> Exercise
Gather every line of the records below that contains the string "negative", and copy each one out. Letter case counts.

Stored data

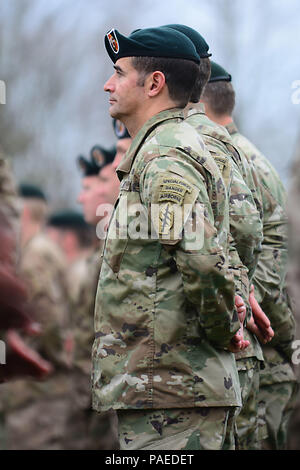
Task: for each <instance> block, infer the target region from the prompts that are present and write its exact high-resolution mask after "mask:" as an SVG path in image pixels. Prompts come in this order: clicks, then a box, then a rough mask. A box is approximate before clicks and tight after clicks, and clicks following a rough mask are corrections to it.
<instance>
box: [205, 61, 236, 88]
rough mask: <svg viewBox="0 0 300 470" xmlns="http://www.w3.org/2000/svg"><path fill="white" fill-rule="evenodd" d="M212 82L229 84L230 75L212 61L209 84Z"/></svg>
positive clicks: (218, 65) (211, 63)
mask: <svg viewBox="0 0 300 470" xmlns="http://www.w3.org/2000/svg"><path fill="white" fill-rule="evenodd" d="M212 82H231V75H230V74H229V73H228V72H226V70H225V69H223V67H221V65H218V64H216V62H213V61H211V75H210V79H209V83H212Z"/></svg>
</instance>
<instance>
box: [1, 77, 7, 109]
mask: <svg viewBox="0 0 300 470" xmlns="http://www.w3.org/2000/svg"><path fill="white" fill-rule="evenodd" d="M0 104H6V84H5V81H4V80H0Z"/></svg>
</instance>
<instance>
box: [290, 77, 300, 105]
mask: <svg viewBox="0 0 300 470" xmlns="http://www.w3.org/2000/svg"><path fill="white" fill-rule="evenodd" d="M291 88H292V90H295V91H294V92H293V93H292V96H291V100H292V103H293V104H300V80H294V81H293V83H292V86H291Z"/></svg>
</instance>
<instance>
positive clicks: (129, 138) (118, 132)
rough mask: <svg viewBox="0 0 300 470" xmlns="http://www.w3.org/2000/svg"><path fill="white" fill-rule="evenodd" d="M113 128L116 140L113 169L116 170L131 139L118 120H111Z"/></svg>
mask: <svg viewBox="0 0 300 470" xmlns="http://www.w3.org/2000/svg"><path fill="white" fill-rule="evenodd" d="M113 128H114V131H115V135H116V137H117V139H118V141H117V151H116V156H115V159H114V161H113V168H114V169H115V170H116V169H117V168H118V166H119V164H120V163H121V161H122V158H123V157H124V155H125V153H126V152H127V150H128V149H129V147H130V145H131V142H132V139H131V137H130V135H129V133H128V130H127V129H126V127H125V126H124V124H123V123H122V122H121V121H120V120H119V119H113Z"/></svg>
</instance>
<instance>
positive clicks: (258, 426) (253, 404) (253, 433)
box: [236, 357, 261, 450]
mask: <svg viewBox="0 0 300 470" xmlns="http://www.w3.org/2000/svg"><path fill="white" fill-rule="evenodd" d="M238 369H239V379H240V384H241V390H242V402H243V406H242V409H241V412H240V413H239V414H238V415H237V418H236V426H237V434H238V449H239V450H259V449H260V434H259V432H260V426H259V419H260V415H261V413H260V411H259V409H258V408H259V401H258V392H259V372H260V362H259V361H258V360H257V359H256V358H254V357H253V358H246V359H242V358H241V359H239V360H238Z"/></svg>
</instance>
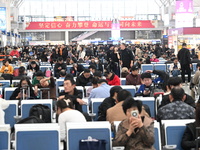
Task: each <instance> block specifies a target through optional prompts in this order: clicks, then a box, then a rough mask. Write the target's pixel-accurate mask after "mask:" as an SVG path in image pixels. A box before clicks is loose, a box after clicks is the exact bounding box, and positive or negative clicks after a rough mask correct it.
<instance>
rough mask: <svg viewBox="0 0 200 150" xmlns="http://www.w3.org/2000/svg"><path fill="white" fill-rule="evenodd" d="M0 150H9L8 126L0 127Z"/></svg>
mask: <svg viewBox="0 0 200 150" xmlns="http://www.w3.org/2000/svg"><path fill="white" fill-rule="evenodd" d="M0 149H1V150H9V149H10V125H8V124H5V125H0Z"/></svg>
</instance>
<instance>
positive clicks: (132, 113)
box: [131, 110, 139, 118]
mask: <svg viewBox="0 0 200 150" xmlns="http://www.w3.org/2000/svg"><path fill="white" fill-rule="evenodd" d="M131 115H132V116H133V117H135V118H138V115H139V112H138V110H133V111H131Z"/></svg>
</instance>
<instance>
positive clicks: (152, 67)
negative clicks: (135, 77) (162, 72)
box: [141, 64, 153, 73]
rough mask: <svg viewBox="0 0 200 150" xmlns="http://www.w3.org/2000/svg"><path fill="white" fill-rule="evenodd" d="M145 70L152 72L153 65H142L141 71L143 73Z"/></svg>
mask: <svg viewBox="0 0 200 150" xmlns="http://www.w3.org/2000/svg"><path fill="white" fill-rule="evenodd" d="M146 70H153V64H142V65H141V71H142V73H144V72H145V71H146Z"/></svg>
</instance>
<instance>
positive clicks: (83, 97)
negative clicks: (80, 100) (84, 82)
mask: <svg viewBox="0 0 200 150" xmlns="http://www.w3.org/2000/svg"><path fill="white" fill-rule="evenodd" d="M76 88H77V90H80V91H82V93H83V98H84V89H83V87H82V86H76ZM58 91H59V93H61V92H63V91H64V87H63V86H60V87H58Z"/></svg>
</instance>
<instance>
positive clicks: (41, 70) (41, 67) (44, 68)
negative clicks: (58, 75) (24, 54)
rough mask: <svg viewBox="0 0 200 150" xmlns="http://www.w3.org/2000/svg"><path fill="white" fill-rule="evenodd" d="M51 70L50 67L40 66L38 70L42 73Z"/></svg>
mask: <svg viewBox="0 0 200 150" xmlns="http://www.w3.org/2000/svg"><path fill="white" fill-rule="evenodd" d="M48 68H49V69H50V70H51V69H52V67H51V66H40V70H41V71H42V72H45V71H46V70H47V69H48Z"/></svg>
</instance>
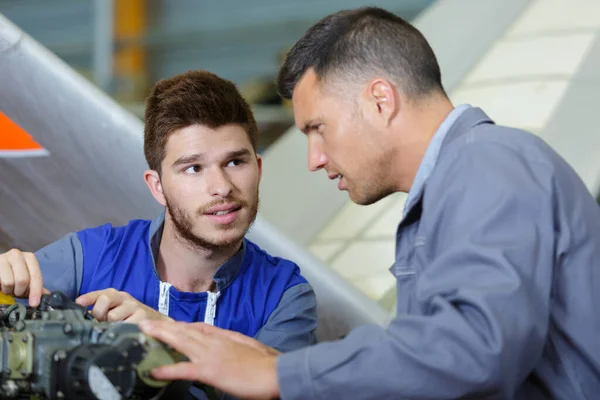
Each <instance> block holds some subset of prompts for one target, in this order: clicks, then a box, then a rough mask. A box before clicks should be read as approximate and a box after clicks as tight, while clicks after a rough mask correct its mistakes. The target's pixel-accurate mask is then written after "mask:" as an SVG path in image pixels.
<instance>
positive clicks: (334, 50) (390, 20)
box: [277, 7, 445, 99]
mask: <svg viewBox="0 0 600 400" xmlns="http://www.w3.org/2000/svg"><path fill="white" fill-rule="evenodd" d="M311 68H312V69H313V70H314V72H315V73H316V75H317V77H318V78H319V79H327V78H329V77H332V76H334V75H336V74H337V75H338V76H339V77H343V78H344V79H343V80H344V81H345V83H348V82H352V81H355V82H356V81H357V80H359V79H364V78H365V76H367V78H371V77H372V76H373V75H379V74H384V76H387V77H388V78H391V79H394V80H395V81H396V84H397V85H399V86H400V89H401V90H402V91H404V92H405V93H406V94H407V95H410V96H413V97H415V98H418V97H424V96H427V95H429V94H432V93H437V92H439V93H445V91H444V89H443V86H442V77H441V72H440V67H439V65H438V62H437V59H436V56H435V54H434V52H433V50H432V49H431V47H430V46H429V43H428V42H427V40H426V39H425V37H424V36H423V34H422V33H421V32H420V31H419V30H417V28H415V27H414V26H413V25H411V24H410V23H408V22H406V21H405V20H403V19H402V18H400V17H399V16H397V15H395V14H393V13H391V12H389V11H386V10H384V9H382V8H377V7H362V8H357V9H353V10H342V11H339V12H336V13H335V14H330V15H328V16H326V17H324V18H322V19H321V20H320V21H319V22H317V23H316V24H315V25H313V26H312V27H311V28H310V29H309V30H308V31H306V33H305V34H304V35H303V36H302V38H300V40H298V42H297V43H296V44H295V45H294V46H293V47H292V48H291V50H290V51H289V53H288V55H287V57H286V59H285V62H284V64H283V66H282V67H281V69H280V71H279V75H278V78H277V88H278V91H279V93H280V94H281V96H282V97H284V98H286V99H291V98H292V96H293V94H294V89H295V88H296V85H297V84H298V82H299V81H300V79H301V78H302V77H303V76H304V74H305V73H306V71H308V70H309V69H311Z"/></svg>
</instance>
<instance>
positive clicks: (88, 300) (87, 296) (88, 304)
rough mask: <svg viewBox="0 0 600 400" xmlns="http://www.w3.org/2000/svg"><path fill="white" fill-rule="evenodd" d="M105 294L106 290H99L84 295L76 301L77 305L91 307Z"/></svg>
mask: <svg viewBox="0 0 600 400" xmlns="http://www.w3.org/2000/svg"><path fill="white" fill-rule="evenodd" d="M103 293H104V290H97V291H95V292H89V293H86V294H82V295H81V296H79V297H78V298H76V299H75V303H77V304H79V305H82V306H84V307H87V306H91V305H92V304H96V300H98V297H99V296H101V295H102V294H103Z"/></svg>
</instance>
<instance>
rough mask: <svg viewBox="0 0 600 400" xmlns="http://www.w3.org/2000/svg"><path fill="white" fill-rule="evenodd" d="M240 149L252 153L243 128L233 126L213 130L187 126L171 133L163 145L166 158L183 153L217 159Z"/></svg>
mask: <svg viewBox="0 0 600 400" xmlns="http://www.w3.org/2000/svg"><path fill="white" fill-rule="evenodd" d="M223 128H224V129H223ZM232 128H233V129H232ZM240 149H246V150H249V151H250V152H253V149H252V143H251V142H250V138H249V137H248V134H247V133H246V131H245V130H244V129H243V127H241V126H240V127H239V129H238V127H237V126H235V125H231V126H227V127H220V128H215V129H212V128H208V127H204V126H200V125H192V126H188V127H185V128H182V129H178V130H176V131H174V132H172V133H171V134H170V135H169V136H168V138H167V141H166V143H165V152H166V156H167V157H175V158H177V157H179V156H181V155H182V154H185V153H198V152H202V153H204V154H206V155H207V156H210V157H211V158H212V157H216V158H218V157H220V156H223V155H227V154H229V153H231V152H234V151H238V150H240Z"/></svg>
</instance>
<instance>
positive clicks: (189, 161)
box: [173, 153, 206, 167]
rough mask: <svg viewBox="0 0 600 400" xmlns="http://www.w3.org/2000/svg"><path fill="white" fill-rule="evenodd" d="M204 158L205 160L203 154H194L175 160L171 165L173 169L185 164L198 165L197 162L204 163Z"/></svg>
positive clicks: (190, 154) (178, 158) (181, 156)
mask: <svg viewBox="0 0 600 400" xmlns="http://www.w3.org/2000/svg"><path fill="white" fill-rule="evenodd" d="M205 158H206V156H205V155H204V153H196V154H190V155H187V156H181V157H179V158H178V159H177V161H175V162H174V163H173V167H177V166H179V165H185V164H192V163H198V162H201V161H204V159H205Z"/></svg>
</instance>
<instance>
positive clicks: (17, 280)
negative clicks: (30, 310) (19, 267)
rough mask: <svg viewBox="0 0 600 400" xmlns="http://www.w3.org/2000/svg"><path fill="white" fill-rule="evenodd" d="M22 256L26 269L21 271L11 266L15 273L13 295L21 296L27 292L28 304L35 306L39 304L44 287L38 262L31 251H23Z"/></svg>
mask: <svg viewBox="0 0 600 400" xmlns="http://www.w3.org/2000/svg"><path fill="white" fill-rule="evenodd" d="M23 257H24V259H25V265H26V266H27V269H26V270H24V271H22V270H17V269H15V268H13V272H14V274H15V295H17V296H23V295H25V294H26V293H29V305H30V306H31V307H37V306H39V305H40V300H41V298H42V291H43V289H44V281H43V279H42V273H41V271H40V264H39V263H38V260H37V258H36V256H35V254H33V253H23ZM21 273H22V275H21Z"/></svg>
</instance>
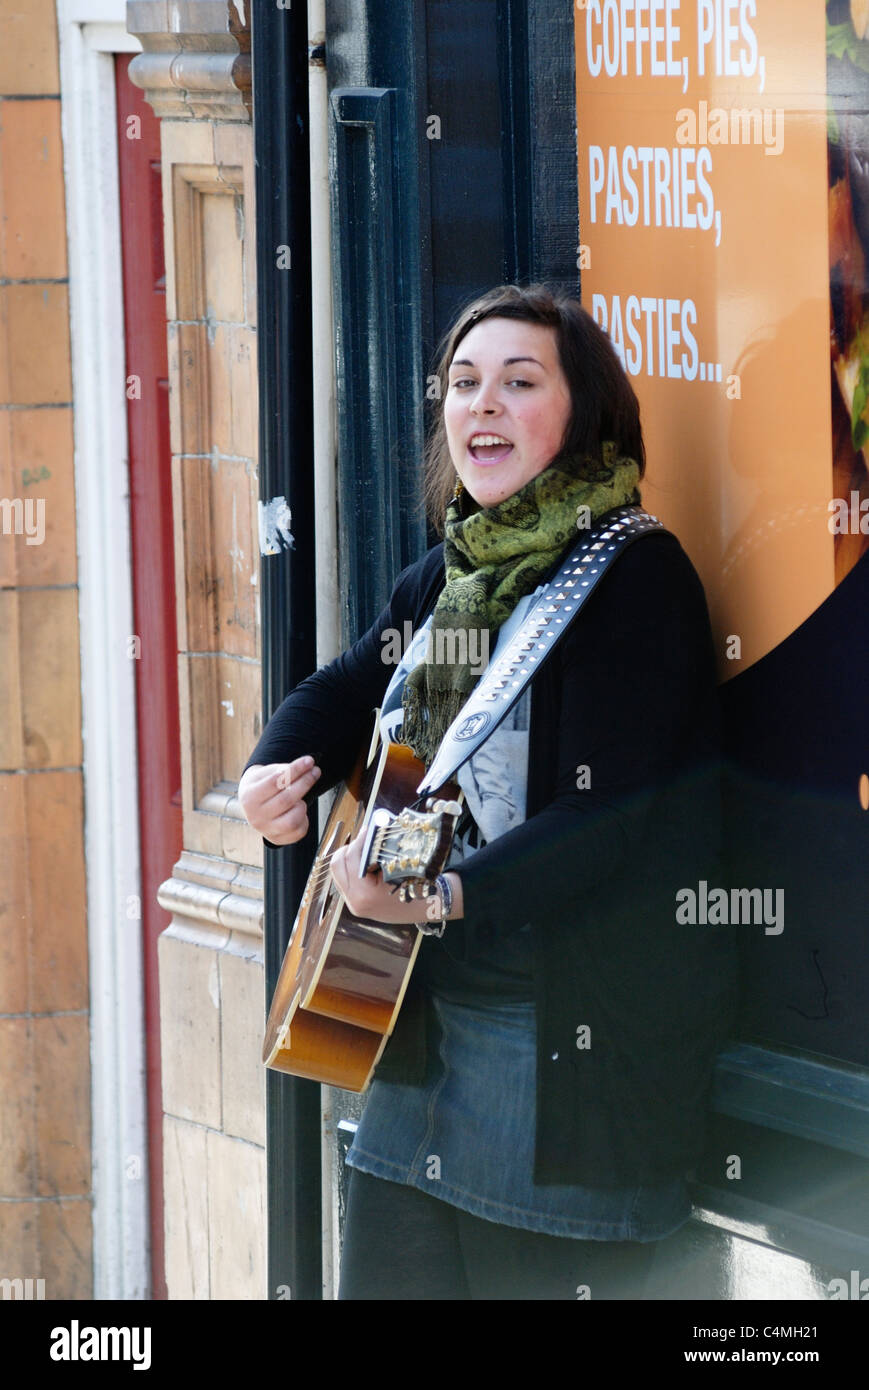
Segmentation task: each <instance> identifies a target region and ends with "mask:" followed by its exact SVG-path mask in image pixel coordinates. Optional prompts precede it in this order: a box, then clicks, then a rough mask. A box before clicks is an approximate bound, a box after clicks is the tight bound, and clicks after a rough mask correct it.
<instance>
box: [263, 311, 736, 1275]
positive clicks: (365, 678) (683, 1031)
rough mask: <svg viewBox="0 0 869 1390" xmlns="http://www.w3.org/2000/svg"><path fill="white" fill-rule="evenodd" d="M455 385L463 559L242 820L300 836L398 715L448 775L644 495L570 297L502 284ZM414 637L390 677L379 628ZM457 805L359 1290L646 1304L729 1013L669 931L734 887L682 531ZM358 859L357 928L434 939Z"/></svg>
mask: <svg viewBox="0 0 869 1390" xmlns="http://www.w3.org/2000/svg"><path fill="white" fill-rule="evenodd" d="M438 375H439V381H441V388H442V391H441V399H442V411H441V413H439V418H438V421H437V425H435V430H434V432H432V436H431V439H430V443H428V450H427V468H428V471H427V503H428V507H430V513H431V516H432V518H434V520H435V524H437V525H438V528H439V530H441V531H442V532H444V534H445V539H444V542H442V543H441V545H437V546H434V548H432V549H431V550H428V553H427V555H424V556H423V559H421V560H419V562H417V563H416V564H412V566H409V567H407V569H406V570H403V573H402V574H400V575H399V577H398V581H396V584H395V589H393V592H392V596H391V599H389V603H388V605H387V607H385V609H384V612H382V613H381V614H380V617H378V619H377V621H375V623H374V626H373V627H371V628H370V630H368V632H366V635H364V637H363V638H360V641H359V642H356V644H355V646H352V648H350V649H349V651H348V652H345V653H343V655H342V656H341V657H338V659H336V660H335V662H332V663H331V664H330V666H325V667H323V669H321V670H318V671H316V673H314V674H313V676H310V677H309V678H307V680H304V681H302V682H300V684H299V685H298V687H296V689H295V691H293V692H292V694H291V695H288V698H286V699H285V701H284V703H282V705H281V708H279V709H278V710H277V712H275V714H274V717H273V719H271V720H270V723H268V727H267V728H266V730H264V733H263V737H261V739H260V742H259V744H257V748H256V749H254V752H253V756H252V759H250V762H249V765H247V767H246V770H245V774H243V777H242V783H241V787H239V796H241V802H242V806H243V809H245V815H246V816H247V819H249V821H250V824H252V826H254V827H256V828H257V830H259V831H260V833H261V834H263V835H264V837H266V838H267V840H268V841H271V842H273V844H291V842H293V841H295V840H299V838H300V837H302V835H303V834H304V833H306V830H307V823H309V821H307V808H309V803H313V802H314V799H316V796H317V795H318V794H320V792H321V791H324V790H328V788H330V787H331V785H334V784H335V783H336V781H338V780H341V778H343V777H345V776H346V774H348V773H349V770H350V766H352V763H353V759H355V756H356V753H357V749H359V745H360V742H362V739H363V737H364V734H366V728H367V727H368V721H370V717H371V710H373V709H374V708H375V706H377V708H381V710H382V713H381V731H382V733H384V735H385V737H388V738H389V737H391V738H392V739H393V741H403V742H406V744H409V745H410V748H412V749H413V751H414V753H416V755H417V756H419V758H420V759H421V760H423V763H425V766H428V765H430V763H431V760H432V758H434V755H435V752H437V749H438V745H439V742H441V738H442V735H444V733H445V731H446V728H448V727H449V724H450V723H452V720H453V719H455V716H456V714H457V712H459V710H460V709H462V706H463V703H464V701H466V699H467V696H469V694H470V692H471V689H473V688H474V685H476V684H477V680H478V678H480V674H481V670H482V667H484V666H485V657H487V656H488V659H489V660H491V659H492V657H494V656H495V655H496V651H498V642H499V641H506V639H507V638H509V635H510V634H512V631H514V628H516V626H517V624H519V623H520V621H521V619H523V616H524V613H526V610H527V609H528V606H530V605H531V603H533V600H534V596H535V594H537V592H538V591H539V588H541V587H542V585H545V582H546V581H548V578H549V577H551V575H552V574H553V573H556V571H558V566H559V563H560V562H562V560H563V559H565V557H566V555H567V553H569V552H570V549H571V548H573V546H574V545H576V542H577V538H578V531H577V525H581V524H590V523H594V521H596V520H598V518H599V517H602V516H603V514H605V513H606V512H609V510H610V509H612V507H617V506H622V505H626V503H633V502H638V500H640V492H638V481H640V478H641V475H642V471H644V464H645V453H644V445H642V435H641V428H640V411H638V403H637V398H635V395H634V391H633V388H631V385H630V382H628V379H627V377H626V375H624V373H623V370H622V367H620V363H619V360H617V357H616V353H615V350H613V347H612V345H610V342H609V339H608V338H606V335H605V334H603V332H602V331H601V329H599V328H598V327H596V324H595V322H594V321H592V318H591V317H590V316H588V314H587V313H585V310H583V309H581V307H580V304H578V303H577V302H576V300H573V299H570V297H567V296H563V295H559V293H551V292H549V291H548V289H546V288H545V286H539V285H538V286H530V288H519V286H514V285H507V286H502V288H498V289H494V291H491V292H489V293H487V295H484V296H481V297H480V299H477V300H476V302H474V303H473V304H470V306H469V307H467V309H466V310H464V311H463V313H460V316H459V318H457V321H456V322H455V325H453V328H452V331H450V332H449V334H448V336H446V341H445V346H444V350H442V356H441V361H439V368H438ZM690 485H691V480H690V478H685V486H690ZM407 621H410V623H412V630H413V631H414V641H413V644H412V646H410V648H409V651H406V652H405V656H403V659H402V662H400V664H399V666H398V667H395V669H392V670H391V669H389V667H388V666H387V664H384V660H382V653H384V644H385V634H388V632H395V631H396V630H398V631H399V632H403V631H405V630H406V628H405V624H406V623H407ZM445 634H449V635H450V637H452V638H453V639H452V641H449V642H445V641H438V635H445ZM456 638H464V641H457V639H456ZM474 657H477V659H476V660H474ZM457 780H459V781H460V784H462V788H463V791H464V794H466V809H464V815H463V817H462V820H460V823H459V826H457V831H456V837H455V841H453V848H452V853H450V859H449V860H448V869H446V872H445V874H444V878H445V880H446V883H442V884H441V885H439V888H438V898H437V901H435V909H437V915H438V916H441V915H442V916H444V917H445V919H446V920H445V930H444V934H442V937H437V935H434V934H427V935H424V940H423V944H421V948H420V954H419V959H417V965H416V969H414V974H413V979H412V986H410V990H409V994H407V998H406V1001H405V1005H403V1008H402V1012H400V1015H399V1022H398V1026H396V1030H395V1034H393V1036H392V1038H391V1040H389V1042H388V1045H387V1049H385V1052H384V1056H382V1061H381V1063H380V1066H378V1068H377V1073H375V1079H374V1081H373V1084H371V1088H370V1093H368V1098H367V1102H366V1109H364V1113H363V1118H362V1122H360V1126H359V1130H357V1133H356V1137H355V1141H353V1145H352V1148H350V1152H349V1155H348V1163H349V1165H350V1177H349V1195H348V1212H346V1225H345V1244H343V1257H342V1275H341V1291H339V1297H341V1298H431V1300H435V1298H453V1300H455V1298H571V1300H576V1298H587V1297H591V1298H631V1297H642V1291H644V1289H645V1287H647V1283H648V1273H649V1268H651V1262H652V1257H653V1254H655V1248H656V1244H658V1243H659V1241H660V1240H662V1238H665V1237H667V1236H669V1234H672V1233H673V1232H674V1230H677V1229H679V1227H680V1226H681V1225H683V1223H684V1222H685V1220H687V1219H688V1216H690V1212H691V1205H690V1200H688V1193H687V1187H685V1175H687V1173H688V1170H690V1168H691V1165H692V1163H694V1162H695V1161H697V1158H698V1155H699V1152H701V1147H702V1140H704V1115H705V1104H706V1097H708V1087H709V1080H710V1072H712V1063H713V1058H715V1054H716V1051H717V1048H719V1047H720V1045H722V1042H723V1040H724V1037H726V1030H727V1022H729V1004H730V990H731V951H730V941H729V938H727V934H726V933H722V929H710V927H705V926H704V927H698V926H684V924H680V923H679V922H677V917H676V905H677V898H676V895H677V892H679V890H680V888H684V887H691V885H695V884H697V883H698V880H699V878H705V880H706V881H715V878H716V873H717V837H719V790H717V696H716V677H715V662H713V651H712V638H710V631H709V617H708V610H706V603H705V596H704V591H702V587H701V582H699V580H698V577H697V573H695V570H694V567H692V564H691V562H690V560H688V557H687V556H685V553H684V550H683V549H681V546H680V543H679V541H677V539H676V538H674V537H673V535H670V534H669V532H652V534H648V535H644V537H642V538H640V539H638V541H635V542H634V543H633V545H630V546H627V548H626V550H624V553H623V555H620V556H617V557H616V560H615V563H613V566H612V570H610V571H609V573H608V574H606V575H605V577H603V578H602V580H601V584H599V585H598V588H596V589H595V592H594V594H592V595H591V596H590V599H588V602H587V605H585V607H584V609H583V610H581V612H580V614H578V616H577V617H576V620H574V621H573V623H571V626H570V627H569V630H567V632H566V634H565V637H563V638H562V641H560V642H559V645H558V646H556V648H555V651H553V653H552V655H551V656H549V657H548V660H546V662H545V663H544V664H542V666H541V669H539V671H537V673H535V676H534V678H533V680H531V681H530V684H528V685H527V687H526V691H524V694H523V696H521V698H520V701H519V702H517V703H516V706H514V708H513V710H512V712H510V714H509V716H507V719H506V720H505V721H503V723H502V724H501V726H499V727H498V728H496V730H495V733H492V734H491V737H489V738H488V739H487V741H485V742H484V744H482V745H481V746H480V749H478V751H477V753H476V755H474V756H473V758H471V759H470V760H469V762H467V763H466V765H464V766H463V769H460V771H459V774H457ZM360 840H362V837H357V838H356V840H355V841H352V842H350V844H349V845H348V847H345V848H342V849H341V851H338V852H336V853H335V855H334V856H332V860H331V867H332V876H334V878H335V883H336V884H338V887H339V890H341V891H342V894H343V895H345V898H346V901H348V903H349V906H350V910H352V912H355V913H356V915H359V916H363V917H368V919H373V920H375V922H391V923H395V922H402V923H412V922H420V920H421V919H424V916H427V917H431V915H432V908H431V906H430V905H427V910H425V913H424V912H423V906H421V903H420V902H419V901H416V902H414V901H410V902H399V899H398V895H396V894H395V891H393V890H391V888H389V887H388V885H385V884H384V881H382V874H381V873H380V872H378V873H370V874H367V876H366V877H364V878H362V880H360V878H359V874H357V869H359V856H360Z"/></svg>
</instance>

> Solution for this task
Task: each <instance> block specifies a target through optional prompts in this order: clicks, then a box, then a rough mask. Write the target's pixel-accurate mask after "mask:" as an SVG path in image pixels. A box before clicks is loose, a box after clicks is the exact bounding box, and positive or negative clicks after a rough mask correct it.
negative clicks: (135, 77) (162, 72)
negative clicks: (80, 100) (84, 82)
negative clicks: (58, 75) (24, 54)
negative clicks: (30, 310) (19, 267)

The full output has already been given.